--- START ---
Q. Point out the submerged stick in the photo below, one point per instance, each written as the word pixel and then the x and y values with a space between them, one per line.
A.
--- END ---
--- START ---
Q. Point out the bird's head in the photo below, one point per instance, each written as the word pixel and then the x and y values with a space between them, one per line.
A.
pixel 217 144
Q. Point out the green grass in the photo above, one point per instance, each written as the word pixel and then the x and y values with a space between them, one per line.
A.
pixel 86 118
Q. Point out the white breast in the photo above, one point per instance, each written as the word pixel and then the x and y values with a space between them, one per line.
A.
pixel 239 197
--- END ---
Return each line of the entries that holds the string "word".

Q. Point out the submerged stick in the photo below, one point per instance, each written as the word pixel and then the x and y values with a space between them, one per line.
Q. Point out the bird's head in the photo below, one point per instance, each written as the word pixel and then the x and y values with a space between them, one per line.
Q. Point out the green grass in the photo above, one point per instance, each written as the word pixel and then the x and y values with a space between them, one per line.
Q. Point out the white breast in the photo above, one point per instance, each written as the word pixel and then the x and y values with a space between them, one per line.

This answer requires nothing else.